▶ DIRECTIONS:
Reproduce each of the following lines verbatim, in full and in the order given.

*** MATERIAL FOR THIS TASK ***

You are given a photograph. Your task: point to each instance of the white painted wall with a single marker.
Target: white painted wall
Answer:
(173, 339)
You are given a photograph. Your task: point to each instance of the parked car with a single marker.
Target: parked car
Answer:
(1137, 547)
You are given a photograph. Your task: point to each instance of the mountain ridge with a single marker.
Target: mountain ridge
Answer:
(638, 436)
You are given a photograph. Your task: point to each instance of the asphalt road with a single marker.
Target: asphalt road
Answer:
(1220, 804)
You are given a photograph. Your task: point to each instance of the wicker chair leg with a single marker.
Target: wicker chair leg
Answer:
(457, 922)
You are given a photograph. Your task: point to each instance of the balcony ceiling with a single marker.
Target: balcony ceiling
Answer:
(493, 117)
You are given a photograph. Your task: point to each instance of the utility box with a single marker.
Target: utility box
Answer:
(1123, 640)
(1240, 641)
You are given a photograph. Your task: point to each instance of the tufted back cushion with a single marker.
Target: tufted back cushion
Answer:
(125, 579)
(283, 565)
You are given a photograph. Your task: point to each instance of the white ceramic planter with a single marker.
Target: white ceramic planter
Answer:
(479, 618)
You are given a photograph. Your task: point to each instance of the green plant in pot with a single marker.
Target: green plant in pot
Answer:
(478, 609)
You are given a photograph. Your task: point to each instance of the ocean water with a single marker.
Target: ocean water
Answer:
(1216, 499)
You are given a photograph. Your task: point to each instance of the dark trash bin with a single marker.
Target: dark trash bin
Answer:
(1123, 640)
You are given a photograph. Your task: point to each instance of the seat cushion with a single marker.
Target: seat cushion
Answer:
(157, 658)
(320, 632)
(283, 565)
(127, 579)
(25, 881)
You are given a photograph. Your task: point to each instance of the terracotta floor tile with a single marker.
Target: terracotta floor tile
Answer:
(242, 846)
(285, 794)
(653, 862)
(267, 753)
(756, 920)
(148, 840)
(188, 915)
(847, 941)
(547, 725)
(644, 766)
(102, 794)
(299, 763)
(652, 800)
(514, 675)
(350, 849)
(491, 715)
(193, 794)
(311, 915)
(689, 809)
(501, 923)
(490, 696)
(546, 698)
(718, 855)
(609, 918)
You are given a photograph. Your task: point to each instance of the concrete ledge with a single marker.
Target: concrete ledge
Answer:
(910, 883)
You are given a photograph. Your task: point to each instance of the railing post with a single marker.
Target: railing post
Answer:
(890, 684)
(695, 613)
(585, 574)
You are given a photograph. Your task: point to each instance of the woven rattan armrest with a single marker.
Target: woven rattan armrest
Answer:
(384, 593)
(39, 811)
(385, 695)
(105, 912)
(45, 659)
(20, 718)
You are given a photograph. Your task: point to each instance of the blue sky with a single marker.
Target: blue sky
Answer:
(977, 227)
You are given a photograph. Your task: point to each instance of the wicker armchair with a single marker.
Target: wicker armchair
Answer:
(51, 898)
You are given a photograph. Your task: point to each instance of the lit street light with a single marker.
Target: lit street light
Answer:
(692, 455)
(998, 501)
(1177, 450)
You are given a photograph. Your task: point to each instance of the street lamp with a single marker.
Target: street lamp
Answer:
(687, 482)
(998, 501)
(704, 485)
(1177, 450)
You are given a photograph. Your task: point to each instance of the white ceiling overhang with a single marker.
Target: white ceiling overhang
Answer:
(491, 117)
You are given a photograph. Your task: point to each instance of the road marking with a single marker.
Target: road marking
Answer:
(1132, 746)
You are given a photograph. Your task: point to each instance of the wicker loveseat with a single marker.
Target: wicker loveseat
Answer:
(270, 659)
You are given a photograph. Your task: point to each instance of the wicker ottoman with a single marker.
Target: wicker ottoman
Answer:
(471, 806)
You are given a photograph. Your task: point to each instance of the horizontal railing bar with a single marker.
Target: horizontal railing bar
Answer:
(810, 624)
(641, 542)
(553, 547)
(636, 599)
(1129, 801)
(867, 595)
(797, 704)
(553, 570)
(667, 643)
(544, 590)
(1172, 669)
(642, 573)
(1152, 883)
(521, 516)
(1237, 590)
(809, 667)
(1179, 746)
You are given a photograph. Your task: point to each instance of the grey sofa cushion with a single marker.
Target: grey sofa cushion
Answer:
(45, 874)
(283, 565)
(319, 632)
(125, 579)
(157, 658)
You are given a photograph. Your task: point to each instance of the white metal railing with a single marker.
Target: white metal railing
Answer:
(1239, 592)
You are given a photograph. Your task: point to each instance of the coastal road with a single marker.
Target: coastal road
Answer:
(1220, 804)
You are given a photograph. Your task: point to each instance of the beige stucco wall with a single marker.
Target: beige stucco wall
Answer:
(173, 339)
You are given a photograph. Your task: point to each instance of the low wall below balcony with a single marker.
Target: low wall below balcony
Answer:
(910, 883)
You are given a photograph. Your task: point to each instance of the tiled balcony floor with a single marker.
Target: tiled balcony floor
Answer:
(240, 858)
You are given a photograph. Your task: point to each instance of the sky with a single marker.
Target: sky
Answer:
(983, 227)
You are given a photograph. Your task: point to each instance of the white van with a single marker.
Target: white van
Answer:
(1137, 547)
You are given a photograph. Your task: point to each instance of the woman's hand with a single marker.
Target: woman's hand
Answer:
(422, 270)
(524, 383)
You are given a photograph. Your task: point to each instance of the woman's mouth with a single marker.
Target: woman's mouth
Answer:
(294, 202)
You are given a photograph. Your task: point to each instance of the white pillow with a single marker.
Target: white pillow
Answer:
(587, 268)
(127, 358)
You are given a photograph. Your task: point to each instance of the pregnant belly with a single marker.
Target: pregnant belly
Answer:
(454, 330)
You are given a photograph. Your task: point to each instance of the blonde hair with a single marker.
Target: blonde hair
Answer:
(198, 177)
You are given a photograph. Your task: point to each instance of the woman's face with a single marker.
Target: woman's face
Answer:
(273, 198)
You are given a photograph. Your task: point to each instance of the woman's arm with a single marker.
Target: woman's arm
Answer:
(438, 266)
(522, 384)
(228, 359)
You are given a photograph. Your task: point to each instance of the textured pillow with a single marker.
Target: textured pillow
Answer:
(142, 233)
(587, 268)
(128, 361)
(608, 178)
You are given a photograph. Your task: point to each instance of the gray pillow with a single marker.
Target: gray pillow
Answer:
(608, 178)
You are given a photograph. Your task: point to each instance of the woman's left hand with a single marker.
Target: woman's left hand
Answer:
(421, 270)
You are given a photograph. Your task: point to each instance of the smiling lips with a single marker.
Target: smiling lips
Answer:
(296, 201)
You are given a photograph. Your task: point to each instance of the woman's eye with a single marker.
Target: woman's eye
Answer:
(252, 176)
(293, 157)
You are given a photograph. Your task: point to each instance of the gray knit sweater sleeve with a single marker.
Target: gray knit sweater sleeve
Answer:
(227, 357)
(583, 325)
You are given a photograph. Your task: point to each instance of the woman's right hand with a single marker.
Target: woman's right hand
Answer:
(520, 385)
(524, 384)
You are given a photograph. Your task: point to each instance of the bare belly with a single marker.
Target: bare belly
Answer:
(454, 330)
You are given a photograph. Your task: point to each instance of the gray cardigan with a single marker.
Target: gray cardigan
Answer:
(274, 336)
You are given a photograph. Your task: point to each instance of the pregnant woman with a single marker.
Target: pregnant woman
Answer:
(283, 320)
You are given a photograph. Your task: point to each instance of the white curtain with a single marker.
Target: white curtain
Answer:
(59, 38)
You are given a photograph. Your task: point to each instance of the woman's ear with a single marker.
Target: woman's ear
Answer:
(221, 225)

***

▶ RESPONSE:
You are given a photograph. Your task: point to each instance of the white painted wall with a single marker.
Target: white painted wall
Answer:
(173, 339)
You are given a photograph. Your task: point to each instance of the parked car with a single marker.
Target: parked car
Answer:
(1137, 547)
You are given a photograph. Your task: point to each instance of the mountain ridge with a single marker.
Target: mountain ridge
Answer:
(638, 436)
You are given a photograph. Your task: point to each instance of the asphalt road with a single marker.
Target: asphalt road
Answer:
(1220, 804)
You are given a photograph. Your task: point to each instance of the wicker chair leg with a single marker.
Target: wicker chair leg
Answer:
(457, 922)
You are given a photograph. Your task: point to each instance of the balcony ceiling with a single marker.
Target: balcony ceiling
Answer:
(493, 117)
You are given a photograph. Your task: point to each instance of the utility box with a single marker.
Target: utility box
Answer:
(1123, 640)
(1240, 641)
You are given a photograph. Your task: point to each instance of the tufted back cushion with a single marker.
Target: tufted back cushion
Answer:
(125, 579)
(283, 565)
You are given a photograph. Your task: point to each instance of the white ceramic planter with a single marker.
Target: white ceramic planter
Answer:
(479, 618)
You are given a photograph. Your task: point to each instance of the green plant in pot with a single marker.
Target: green plant in pot
Answer:
(478, 609)
You are given a photograph. Your task: point to each instance of the ocean water with a single marker.
Target: ocean water
Answer:
(1216, 499)
You are given a photograph. Your task: point to each instance of the dark trash bin with a single marker.
Target: dark trash bin
Answer:
(1123, 640)
You are given a photograph. Your task: point to each instance of the seat cushion with a single marker.
Target: seat cushion
Answer:
(157, 658)
(320, 632)
(283, 565)
(127, 579)
(25, 881)
You are given a photograph. Your task: point to each instance of the terracotta floor tile with a single marker.
Target: terracotta floor tile
Answer:
(242, 846)
(285, 794)
(653, 862)
(267, 753)
(756, 920)
(148, 840)
(188, 915)
(847, 941)
(547, 725)
(644, 766)
(102, 794)
(299, 763)
(652, 800)
(514, 675)
(350, 849)
(491, 715)
(193, 794)
(311, 915)
(689, 809)
(501, 923)
(490, 696)
(546, 698)
(718, 855)
(609, 918)
You are given a photograph. Your task: point to each instance of the concrete ledge with a single marker.
Target: concrete ledge
Answer:
(910, 883)
You are given a photograph. Your task: point to each instance of the railing post with a single marker.
Target: railing post
Answer:
(890, 684)
(695, 613)
(585, 574)
You are given a photograph. Your task: point to each instance of the woven rattan armrest with a single marker.
Target: woven rattan armrest
Answer:
(384, 593)
(39, 811)
(385, 695)
(105, 912)
(45, 659)
(20, 718)
You are given a photograph. Your task: point to each instance of the blue sky with a single marker.
Target: blue sky
Answer:
(977, 227)
You are given a photograph. Your task: point to each instance of the wicker armchair with a single marker.
Target: wicker armchair
Answer:
(51, 898)
You are given a photograph. Your task: point to each instance of the lit street light with a single marker.
Target: lit street light
Answer:
(692, 455)
(998, 501)
(1177, 450)
You are given a photograph. Your task: point to each instance of the street lamp with a single marker.
Target: street lamp
Answer:
(687, 482)
(998, 501)
(704, 485)
(1177, 450)
You are given a photograph. Your task: point to each instance of the white ceiling overhang with a single marker.
Target: white ceiling overhang
Answer:
(491, 117)
You are given a photograph. Your task: point to each instance of the road marking with a single marker.
Target: road marking
Answer:
(1132, 746)
You are given a photograph. Your task: point to each instance of the wicker loveseat with a single marker.
Target: wicker loveseat
Answer:
(270, 659)
You are given a photograph. Your task: point to each instance of the wicker ottoman with a single marker.
Target: wicker ottoman
Answer:
(471, 806)
You are given a photograph. Your task: point to each instance of the horizontal railing bar with a single marker.
Target: horizontal railing bar
Answer:
(810, 624)
(641, 542)
(553, 547)
(636, 599)
(1129, 801)
(867, 595)
(797, 704)
(553, 570)
(667, 643)
(544, 590)
(1172, 669)
(642, 573)
(1152, 883)
(521, 516)
(1237, 590)
(809, 667)
(1179, 746)
You are given a photograph. Your task: point to each instance of the grey sofa cushion with a single marker.
Target: grey sofa cushion
Answer:
(45, 874)
(283, 565)
(319, 632)
(125, 579)
(157, 658)
You are given a photograph. Your task: point to each instance of the white metal railing with a single marker.
Target: white metal railing
Answer:
(1239, 592)
You are given a photograph. Your task: point to each instance of the coastal road with a single marker.
Target: coastal road
Answer:
(1220, 804)
You are given a photograph. Your task: point to each instance of the beige stucco wall with a single marker.
Target: beige stucco wall
Answer:
(173, 339)
You are given a photograph. Your task: point to each instance of the low wall below balcony with a single marker.
Target: low wall below balcony
Answer:
(910, 883)
You are given a photograph. Your task: point to each instance of the tiled balcony floor with a single marker.
Target: tiled balcony floor
Answer:
(240, 858)
You are given a photograph. Your task: point to each instance of the sky with a single marker.
Target: sky
Answer:
(983, 227)
You are given a photograph. Your task: point to each instance of the white van with a single marker.
Target: white van
Answer:
(1137, 547)
You are given a photograph. Your task: point to each instance of the woman's hand with a single marker.
Target: woman's hand
Answer:
(422, 270)
(524, 383)
You are given a photograph. Your task: point to each instance of the woman's mouth with a single marker.
Target: woman's mouth
Answer:
(294, 202)
You are given a photograph. Your task: point to each instance of the white pillow with a single marker.
Target: white pillow
Answer:
(587, 268)
(127, 358)
You are given a photograph. Your task: point to each instance of the pregnant belly with a single marker.
Target: pregnant belly
Answer:
(454, 330)
You are given a photograph. Your task: point to each instance of the blonde hair with a single marker.
Target: blonde hair
Answer:
(198, 177)
You are given a photograph. Your task: point to each instance of the woman's face with a single marker.
Target: woman's face
Answer:
(273, 198)
You are given a photograph. Your task: point to each instance of the woman's arm with a single marker.
Target: woman's arm
Answer:
(438, 266)
(522, 384)
(228, 359)
You are given a photograph. Your task: point to each instance of the textured pillow with a single marker.
Target: textured pillow
Answer:
(142, 233)
(587, 268)
(128, 361)
(608, 178)
You are given a photograph. Your task: point to each instance of the gray pillow with a single marker.
Target: gray pillow
Answer:
(608, 178)
You are given a photograph. Your task: point to each instance of the woman's left hand with a single marker.
Target: woman's left hand
Answer:
(421, 270)
You are given a photograph. Your task: point to each instance of the smiling lips with a single marker.
Target: smiling lips
Answer:
(296, 201)
You are given a photograph. Your task: point to each instance of the woman's eye with a single marker.
Target: woman's eye
Answer:
(252, 176)
(293, 157)
You are given a photograph. Your task: point to each instance of the gray knit sweater sleeve with a single marker.
Target: gray knit sweater sleeve
Answer:
(227, 357)
(583, 325)
You are given a photograph. Your task: point to each instance of the woman's right hand with a single marker.
Target: woman's right hand
Answer:
(520, 385)
(524, 384)
You are given a photograph. Your task: point to each instance of the bare belly with a single marker.
Target: bare belly
Answer:
(454, 330)
You are given a photograph. Your task: point to each instance of the gray cardigan with a single marker.
Target: gray cardigan
Answer:
(274, 336)
You are given a photograph. Your task: point to each instance of the pregnant woman with a single marker.
Target: pregnant woman
Answer:
(283, 320)
You are given a photograph. Your task: point to each instance of the white curtain with a single marker.
Target: white curtain
Answer:
(59, 38)
You are given a photograph. Your task: point to each instance of the woman's ear with a single marker.
Target: woman's ear
Answer:
(221, 225)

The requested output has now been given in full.